[Opening TEXT BLOCK section]
About Jim
BIO
Jim Hague grew up in the Midwest and studied painting and art history at Central College in Fayette, Missouri. Jim’s painting instructor Philip Malette was French, trained in the classic tradition of the Ecole des Beaux-Arts, and a classic fundamentalist who did not encourage expressionism. This dispirited Jim early on, resulting in a lot of scribbling, doodling, and making unrecognizable characters with his pen during the lecture and art appreciation periods of his college instruction. Jim also studied calligraphy under Frank (Sanje) Elliott, renowned calligrapher from Seattle and supplemented his income by writing invitations, announcements, card and envelopes for wealthy individuals and institutions mostly in the San Francisco Bay Area. The calligraphy inspired drawings and paintings that Theos creates today, straddle the line between color field and action painting.
Jim has also spent much of his life on a spiritual journey through practices of meditation, massage therapy, and movement and dance. Both his aesthetic as a calligraphy writer and spiritual practices have influenced the work Jim makes today.
It took Jim many years, and several careers related to design and the healing arts to come back to the creative practice of his youth. With the help and encouragement of abstract expressionist painter Abbie Rabinowitz, he began to embrace this form of expression and in the last decade, his career as an artist has become central to his life. Jim describes this return to his creative practice as “the indescribable comfort and satisfaction of doing my own work finally in this lifetime is a reward well worth waiting for”.
Jim divides his time between Hawaii, France and San Miguel de Allende, Mexico where he lives and works.
Jim’s work under his name THEOS is in private and institutional collections in San Francisco, Honolulu, Santa Fe, Taos, New York City, Palm Beach, Paris and Munich.
ARTIST STATEMENT
At this stage of my life, I feel released from restraints and free at last to allow the self to express. I have been actively working most of my days since to this end. The work effortlessly flows, like a continuation of the breath.
I use the fluid lines of eastern calligraphy. They blend into their own unique style, their own language or messages.
I consider the beauty of the hand drawn line, whether it’s paint, pencil, chalk, ink or charcoal. Sometimes the elegance of a simple, single line leaves me stunned.
The work is worship. The more I strive to perfect it the closer communion I feel with the creator. What greater gift could there be than to see one’s work as worship?
That’s to say that when I draw or paint I am at prayer. Spirit is the one doing the work.
Sometimes it takes the form of a forgotten, ancient or esoteric language. Not legible as words but as a form of expression. Fields of potential meaning, surfaces where all information may exist in disorder. The work resists a category or label, leaving space for ambiguity, memory and the spaces of transmission.
I am influenced by the artists Agnes Martin, Mark Tobey, Cy Twombly and Vija Celmins to name a few.
There is a duality in this work, of meaning and non meaning. The fields seem devoid of meaningful content, or maybe not. I think of some of them as ‘veiled mysteries’. The viewer can decide.
[Closing TEXT BLOCK section]
[Opening MATERIAL PROVIDED section]
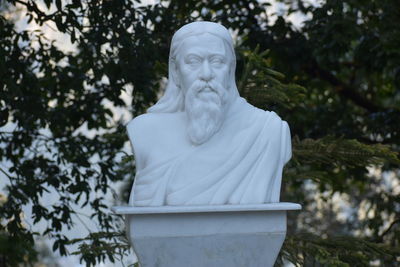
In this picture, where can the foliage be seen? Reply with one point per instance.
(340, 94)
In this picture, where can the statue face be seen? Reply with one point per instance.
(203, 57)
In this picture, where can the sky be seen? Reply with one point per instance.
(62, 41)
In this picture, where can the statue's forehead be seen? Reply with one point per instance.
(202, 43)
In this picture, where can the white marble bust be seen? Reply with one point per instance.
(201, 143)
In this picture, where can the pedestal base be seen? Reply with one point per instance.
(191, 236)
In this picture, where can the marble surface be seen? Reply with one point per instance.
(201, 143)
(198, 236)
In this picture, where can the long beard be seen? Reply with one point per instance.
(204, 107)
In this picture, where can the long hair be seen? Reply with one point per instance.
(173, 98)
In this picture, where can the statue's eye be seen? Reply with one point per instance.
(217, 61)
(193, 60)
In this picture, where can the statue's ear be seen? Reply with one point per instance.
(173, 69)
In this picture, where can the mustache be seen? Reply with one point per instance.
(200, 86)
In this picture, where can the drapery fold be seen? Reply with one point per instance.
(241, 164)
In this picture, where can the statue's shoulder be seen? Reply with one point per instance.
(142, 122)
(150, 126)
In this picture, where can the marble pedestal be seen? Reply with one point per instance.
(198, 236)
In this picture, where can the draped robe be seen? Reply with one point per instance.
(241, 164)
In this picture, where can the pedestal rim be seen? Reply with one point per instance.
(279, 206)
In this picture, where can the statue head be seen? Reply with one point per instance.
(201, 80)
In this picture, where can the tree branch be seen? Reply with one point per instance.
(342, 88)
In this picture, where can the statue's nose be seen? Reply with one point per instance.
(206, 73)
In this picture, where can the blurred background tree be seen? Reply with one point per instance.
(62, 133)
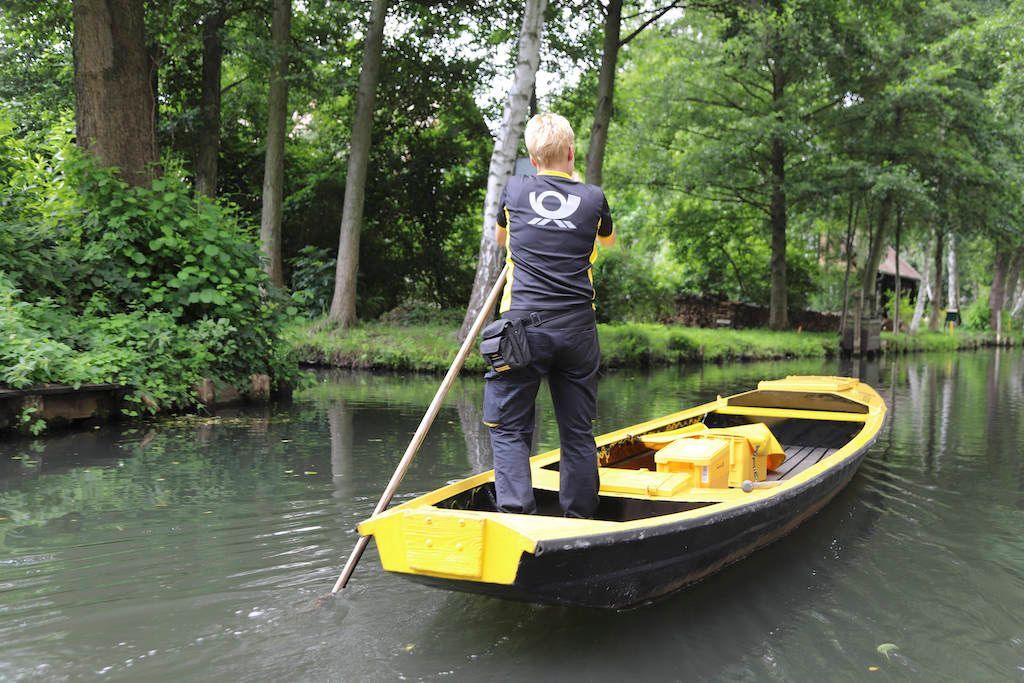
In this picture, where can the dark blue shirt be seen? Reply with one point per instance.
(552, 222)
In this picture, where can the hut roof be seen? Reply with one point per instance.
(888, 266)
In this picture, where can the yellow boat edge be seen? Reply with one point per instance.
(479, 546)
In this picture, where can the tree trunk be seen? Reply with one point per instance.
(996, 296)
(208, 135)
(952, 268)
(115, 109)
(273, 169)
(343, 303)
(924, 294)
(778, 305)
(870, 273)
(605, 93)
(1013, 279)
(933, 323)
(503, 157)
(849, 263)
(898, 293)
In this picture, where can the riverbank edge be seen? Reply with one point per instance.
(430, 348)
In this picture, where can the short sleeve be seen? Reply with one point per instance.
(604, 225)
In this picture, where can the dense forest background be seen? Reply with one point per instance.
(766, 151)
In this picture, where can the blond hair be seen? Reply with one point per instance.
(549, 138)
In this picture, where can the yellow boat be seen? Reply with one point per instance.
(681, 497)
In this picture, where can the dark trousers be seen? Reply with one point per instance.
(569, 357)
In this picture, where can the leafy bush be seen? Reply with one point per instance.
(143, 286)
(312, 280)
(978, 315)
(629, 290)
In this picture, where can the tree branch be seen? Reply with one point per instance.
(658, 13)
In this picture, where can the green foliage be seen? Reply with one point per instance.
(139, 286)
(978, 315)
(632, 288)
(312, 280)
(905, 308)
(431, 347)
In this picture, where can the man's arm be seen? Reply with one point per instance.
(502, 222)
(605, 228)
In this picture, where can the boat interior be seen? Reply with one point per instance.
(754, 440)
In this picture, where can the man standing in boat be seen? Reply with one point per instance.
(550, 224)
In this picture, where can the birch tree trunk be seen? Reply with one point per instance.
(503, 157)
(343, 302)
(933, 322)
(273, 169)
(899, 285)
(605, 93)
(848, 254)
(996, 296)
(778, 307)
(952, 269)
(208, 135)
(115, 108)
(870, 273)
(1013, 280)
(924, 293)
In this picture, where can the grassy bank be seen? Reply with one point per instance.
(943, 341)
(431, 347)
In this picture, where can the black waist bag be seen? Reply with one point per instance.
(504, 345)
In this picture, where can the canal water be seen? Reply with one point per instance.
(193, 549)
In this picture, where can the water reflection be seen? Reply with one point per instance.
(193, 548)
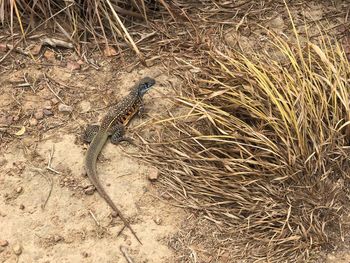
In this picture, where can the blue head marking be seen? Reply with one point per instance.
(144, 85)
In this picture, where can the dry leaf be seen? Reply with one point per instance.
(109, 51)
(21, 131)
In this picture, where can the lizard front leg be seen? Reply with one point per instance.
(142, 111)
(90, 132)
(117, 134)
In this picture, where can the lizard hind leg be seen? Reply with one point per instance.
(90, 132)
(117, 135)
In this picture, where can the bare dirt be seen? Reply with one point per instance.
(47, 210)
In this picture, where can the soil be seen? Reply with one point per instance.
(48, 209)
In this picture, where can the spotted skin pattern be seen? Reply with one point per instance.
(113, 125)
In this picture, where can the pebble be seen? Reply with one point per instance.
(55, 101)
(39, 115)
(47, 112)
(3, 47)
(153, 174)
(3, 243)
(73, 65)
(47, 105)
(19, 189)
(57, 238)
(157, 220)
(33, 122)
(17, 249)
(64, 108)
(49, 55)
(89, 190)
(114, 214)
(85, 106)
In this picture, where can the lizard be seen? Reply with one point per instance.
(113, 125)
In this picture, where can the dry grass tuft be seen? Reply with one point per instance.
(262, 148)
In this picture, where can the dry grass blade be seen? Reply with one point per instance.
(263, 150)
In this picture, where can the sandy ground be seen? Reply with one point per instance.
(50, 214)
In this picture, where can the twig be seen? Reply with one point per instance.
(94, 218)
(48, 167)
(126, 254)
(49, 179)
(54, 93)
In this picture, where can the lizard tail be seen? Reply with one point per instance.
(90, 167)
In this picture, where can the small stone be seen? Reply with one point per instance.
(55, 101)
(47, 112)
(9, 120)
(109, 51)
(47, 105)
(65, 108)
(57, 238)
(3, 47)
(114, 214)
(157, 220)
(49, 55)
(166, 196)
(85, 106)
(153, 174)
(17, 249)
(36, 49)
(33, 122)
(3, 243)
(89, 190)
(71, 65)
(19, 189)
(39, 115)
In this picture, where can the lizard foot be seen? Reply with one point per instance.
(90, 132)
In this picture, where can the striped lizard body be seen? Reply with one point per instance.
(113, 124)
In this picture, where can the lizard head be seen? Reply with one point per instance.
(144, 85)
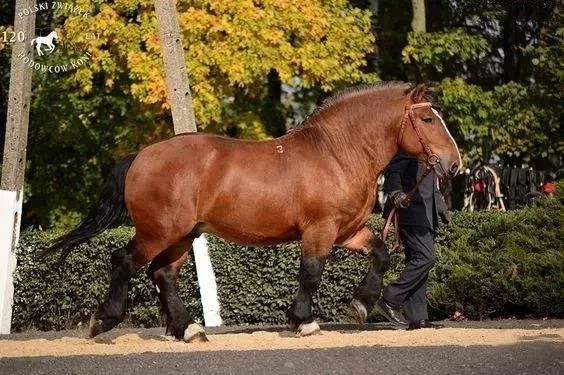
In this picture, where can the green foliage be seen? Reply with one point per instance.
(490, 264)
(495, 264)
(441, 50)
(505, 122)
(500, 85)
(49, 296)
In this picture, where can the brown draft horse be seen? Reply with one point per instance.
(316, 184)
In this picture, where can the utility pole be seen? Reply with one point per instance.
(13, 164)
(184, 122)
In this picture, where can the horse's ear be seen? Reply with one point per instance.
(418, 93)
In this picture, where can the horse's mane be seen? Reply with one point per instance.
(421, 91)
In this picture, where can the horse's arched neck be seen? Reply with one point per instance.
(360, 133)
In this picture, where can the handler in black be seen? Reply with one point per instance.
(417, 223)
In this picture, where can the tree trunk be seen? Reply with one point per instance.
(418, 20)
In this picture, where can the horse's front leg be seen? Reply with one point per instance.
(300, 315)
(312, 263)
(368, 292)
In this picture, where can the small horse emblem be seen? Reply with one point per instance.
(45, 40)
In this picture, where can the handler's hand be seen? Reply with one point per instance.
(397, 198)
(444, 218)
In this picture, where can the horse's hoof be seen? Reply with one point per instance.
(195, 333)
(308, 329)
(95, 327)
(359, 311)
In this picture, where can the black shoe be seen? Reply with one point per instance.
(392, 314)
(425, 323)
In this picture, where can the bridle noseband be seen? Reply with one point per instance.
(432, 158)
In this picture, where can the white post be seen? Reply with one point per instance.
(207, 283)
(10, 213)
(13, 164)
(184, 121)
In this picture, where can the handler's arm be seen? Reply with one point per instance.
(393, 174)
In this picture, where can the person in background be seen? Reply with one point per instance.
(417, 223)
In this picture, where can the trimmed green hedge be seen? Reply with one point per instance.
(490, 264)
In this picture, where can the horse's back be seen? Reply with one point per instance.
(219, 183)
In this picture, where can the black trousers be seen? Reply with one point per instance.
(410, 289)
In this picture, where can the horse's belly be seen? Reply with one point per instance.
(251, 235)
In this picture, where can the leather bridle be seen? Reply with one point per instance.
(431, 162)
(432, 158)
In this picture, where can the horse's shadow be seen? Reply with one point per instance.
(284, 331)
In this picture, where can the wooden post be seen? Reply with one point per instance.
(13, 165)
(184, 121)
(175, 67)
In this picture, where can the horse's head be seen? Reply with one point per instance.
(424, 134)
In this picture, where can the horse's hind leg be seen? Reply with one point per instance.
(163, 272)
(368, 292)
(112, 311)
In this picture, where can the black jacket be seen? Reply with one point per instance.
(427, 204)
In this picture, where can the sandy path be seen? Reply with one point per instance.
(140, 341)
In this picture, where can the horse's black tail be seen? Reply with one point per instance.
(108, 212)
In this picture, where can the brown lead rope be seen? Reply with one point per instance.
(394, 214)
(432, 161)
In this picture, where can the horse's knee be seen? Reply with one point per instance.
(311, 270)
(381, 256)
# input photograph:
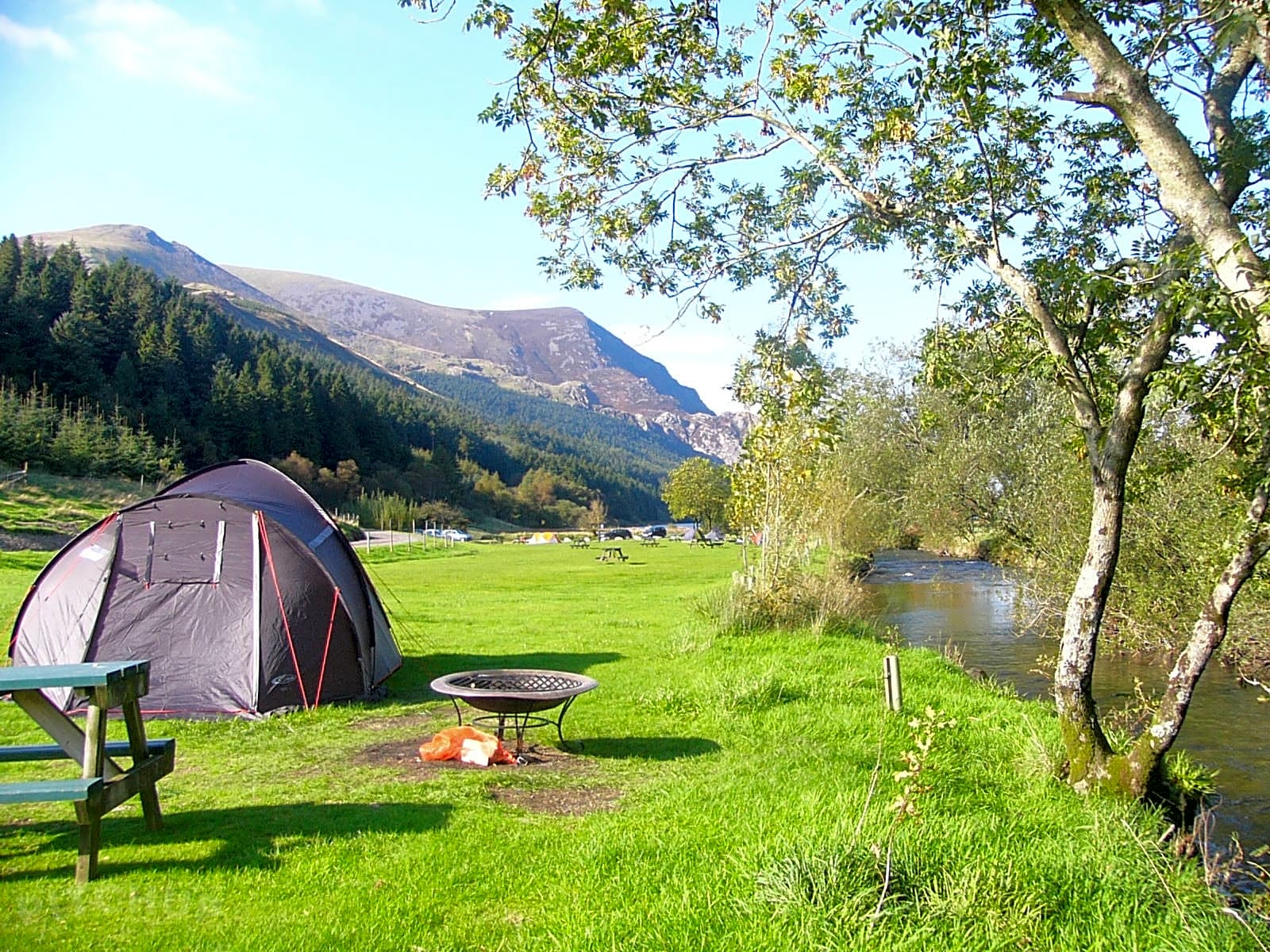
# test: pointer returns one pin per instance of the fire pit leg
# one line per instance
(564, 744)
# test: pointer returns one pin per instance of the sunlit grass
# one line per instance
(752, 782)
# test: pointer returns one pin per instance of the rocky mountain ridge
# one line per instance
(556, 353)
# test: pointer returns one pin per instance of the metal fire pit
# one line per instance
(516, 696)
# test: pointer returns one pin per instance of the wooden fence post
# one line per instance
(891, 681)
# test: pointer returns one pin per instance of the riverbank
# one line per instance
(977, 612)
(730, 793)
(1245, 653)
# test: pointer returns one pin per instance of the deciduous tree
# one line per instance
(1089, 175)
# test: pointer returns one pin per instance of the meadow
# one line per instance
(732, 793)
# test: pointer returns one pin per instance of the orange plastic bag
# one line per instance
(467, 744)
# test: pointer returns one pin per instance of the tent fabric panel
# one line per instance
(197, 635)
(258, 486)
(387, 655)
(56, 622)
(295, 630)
[Closing MATERIAL PROVIDED section]
**REQUIRED WORK**
1) According to the Jim Hague biography, who taught Jim calligraphy?
2) Reproduce the passage of the Jim Hague biography from "The work is" to "viewer can decide.".
The records have nothing to do with the Jim Hague biography.

**EXERCISE SOLUTIONS**
1) Frank (Sanje) Elliott, a renowned calligrapher from Seattle.

2)
The work is worship. The more I strive to perfect it the closer communion I feel with the creator. What greater gift could there be than to see one’s work as worship?
That’s to say that when I draw or paint I am at prayer. Spirit is the one doing the work.
Sometimes it takes the form of a forgotten, ancient or esoteric language. Not legible as words but as a form of expression. Fields of potential meaning, surfaces where all information may exist in disorder. The work resists a category or label, leaving space for ambiguity, memory and the spaces of transmission.
I am influenced by the artists Agnes Martin, Mark Tobey, Cy Twombly and Vija Celmins to name a few.
There is a duality in this work, of meaning and non meaning. The fields seem devoid of meaningful content, or maybe not. I think of some of them as ‘veiled mysteries’. The viewer can decide.